Problem statement
Repeat the full listing, word for word.

··· Input data ···

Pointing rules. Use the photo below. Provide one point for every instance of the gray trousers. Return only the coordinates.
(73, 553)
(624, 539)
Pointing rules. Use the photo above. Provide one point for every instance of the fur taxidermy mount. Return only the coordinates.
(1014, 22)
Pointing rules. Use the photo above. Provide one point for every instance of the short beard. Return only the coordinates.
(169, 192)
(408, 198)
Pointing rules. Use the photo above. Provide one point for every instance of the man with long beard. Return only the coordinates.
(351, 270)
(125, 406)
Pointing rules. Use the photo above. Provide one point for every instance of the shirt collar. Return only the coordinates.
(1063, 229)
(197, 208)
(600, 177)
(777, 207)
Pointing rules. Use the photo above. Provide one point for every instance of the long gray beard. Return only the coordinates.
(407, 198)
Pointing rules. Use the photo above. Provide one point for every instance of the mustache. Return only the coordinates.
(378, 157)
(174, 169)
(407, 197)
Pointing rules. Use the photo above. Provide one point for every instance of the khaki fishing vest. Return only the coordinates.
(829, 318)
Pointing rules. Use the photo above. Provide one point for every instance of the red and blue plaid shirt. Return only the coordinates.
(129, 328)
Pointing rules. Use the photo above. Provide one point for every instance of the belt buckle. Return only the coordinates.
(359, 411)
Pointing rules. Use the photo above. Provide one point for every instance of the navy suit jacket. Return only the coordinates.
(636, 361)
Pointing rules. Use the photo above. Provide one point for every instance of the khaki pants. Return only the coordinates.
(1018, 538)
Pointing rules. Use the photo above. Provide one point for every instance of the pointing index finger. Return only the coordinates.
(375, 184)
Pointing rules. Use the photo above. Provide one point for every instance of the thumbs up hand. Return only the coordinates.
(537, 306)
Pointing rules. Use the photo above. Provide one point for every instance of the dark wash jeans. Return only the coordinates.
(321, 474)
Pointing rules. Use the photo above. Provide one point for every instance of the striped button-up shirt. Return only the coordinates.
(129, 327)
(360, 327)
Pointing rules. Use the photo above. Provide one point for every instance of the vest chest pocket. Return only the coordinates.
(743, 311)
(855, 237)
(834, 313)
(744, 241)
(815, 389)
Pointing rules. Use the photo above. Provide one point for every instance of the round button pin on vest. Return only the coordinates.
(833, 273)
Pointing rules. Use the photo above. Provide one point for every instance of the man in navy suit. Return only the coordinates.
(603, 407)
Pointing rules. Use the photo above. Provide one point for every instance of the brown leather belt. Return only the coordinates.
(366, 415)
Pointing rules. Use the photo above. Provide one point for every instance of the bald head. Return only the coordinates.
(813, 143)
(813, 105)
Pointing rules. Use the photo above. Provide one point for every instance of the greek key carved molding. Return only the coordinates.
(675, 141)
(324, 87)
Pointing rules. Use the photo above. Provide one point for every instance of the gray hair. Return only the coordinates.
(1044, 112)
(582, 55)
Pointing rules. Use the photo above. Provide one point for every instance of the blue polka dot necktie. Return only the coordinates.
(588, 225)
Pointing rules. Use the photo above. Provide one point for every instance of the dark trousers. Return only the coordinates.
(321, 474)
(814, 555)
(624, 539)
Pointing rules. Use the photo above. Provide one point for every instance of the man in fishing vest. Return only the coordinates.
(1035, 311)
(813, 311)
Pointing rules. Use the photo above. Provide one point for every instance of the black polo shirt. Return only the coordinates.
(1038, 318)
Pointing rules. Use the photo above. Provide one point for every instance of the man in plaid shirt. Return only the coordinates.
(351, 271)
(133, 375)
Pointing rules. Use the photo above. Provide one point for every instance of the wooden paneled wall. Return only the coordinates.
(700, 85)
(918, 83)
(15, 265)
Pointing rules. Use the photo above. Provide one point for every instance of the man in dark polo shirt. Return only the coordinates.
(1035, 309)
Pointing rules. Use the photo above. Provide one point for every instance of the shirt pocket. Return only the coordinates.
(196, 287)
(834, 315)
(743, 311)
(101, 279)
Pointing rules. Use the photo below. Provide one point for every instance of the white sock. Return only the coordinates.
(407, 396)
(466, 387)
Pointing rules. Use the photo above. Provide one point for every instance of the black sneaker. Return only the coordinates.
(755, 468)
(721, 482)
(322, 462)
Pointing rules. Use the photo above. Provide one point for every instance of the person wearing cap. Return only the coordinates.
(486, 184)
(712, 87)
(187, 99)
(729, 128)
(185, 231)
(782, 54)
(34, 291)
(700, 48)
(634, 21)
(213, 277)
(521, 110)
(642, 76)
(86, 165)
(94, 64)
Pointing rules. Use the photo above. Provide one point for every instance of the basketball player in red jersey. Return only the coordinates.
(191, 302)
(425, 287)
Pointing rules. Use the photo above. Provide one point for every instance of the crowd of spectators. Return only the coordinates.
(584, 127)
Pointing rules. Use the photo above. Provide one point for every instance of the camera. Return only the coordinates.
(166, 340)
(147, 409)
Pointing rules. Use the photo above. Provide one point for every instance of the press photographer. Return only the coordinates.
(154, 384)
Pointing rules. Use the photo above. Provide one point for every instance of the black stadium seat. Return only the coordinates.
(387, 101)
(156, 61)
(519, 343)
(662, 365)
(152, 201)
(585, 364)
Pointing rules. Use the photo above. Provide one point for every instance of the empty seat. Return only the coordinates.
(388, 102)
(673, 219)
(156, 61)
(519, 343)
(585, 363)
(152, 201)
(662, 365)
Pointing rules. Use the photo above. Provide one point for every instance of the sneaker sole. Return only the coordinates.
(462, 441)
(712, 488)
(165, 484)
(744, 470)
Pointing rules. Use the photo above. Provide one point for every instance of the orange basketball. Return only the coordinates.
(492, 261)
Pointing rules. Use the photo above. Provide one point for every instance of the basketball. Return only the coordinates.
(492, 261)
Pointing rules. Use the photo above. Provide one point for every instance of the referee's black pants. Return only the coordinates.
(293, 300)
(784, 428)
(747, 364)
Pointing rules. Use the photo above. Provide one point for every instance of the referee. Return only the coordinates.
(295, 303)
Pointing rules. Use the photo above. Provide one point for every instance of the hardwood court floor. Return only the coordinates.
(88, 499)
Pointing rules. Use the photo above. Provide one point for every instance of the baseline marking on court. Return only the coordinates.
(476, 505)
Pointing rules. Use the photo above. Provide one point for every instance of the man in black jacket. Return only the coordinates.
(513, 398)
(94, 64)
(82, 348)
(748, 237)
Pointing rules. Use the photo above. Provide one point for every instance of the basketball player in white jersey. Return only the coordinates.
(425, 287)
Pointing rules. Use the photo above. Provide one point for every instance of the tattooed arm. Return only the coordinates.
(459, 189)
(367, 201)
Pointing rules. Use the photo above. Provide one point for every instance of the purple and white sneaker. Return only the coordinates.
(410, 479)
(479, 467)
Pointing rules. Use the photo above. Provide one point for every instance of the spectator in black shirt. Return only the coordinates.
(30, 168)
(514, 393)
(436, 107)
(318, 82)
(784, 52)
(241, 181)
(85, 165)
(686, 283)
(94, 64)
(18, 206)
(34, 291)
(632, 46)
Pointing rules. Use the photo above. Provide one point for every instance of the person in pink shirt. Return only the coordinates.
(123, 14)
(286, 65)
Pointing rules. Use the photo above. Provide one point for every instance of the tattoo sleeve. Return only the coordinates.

···

Exercise answer
Pointing rules. Use the photo below. Provide one point for every instance of the gray trousers. Return only the coordinates.
(73, 553)
(624, 539)
Pointing rules. Use the photo above. Provide one point for every instance of the fur taxidermy mount. Return only the coordinates.
(1014, 22)
Pointing rules. Use the photo above. Provide one point for every instance of the short beard. Return only the coordinates.
(169, 192)
(408, 198)
Pointing rules. Use the photo above. Provide one point for every instance of the man with long beard. Return only the coordinates.
(351, 270)
(125, 406)
Pointing rules. Use the photo above. Provide one point for every instance of the shirt collar. Return only the coordinates.
(1063, 229)
(197, 208)
(600, 177)
(777, 207)
Pointing rules. Use the photo above. Provide one point for every instance of the long gray beard. Return only the coordinates.
(407, 198)
Pointing rules. Use the photo above. Provide one point for every instance of the mustache. Return only the coordinates.
(378, 157)
(174, 169)
(407, 197)
Pointing rules. Use the photo above. Provide one point for every instance of the khaki fishing vest. Return only the coordinates.
(829, 318)
Pointing rules. Use the photo above. Provide one point for every instance of the red and blue plaid shirt. Return only the coordinates.
(129, 328)
Pointing rules. Use the photo above. Provide one point for every instance of the belt buckle. Return only the coordinates.
(359, 411)
Pointing rules. Use the photo above. Provide one point for every instance of the navy suit jacket. Return only the coordinates.
(636, 361)
Pointing rules. Use the photo above. Provide one point for every instance of the khaki pants. Return only the coordinates.
(1018, 538)
Pointing rules. Use the photo above. Provide one point for every instance of the pointing index finger. Return only the coordinates.
(375, 184)
Pointing rules. Use the photo above. Provide one point for every instance of the thumbs up hand. Return only the coordinates.
(537, 306)
Pointing rules. Use the photo above. Provide one point for every instance of the dark wash jeans. Return only the coordinates.
(321, 474)
Pointing rules. Use the photo above. Provide one point for every instance of the striped button-up shirt. Return only the coordinates.
(129, 327)
(360, 327)
Pointing rules. Use the photo above. Provide one point for every instance of the vest chest pocket. Return only the coordinates.
(743, 311)
(855, 237)
(834, 313)
(744, 241)
(815, 389)
Pointing rules. Use the photo above. Provide one point for every instance of the round button pin on vest. Return only the coordinates.
(833, 273)
Pointing rules. Use the photo above. Provide one point for every instance of the man in navy suit. Return only the coordinates.
(603, 407)
Pointing rules. Use the photo above. Provide one point for every instance of the brown leather belt. Return only the coordinates.
(366, 415)
Pointing rules. Use the photo above. Provide one point for every instance of the bald head. Return only the coordinates.
(813, 143)
(813, 105)
Pointing rules. Use the photo above. Provide one point for every instance of the greek key carved molding. Return only the coordinates.
(675, 141)
(324, 87)
Pointing rules. Use the photo above. Provide one point for every instance of the gray hair. Return only the coordinates.
(1044, 112)
(582, 55)
Pointing rules. Use the photo above. Provide one point for every instance of the blue polka dot necktie. Return only the coordinates.
(588, 225)
Pointing rules. Use the photo above. Provide one point for every instance of the dark trousers. Return only the coordinates.
(321, 474)
(814, 555)
(624, 539)
Pointing rules. Use the photo above. Provide one point for every instance of the man in fishing vest. Return only the coordinates.
(1035, 311)
(813, 311)
Pointing rules. Use the photo above. Provide one point for every instance of the black polo shirt. Return only the coordinates.
(1038, 318)
Pointing rules. Use the photo above. Provide one point for every instance of the man in plaid shirt. Return only the coordinates.
(351, 271)
(133, 375)
Pointing rules. Use the photo above. Provide one point for every instance of the wooden paneled wall. Return only the coordinates.
(700, 85)
(918, 83)
(15, 265)
Pointing rules. Use the photo above. Provide one point for every instance of the man in dark polo shirt. Return only the coordinates.
(1035, 309)
Pointing rules. Use the photo above. Provide one point for every instance of the shirt pocket. Return only the coordinates.
(196, 287)
(834, 315)
(743, 311)
(101, 279)
Pointing rules. Use the photo below. Provide one point for every instance of the white sock. Return only the coordinates.
(407, 396)
(466, 387)
Pointing rules. Use the photo above. Provide one point for every instance of the black sneaker. Return only the coordinates.
(755, 468)
(721, 482)
(322, 462)
Pointing rules. Use the photo above. Provide one point for every instance of the person wearing cap. Return only the coordinates.
(486, 184)
(712, 87)
(187, 99)
(729, 128)
(185, 231)
(782, 54)
(34, 291)
(700, 48)
(634, 21)
(213, 277)
(521, 110)
(642, 76)
(86, 165)
(94, 64)
Pointing rules. Use the photo above. Provide one point for every instance of the basketball player in red jersey. Return only the coordinates.
(191, 302)
(425, 287)
Pointing rules. Use the photo above. Provide one point for every instance of the crowd of spectators. Return only the coordinates.
(584, 127)
Pointing rules. Use the photo above. Provide one point for every instance of the camera. Return only the coordinates.
(166, 340)
(147, 409)
Pointing rules. Use the photo above. Provide one point for every instance of the press photographer. Return only the coordinates.
(154, 384)
Pointing rules. Use the photo above. Provide one point for every instance of the black stadium seat. Return only the coordinates.
(387, 101)
(156, 61)
(519, 343)
(662, 365)
(152, 201)
(585, 364)
Pointing rules. Use the photo above. Provide one point for every instance of the empty seat. Return only the coordinates.
(388, 102)
(673, 219)
(156, 61)
(519, 343)
(585, 363)
(152, 201)
(662, 365)
Pointing rules. Use the photo above. Provide one point for every instance of the sneaker sole. Return only the coordinates.
(462, 441)
(712, 488)
(165, 484)
(744, 470)
Pointing rules. Use the photo above. Provide one point for every instance of the orange basketball. Return only the coordinates.
(492, 261)
Pointing rules. Use the photo above. Provide one point for every instance of the basketball. Return only the coordinates.
(492, 261)
Pointing rules. Use the photo above. Provide one point for every instance of the referee's black pants. Return only the coordinates.
(293, 300)
(784, 428)
(747, 364)
Pointing rules. Use the photo above. Provide one point for every instance of the referee. Return only the coordinates.
(295, 303)
Pointing rules. Use the photo above. Provide one point for every instance of the hardwood court floor. Return only the coordinates.
(88, 499)
Pointing rules. Use the photo above. Provide one point for every instance of the baseline marking on court. Return only the coordinates.
(476, 505)
Pointing rules. Use the photo above. Provide one point for every instance of the man in black jacket. Return only the coordinates.
(513, 398)
(94, 64)
(82, 348)
(748, 237)
Pointing rules. Use the photo above. Provide one point for every instance of the basketball player in white jersey. Return only the coordinates.
(425, 287)
Pointing rules. Use the photo above. Provide one point for every instance of the tattooed arm. Return only the coordinates.
(459, 189)
(367, 201)
Pointing rules. Use the photo above. Provide one point for every instance of the purple and white sneaker. Return only the coordinates.
(410, 479)
(479, 467)
Pointing rules. Use the photo above. Provide one point for every instance of the spectator in black shirt. Return only the coordinates.
(30, 168)
(514, 393)
(436, 107)
(318, 82)
(784, 52)
(241, 181)
(85, 165)
(686, 283)
(94, 64)
(18, 206)
(34, 291)
(632, 46)
Pointing rules. Use the photo above. Provide one point for every instance of the person in pink shirt. Return only the coordinates.
(123, 14)
(286, 65)
Pointing rules. Use the photo above. Provide one point for every instance of the tattoo sleeve. Return only the coordinates.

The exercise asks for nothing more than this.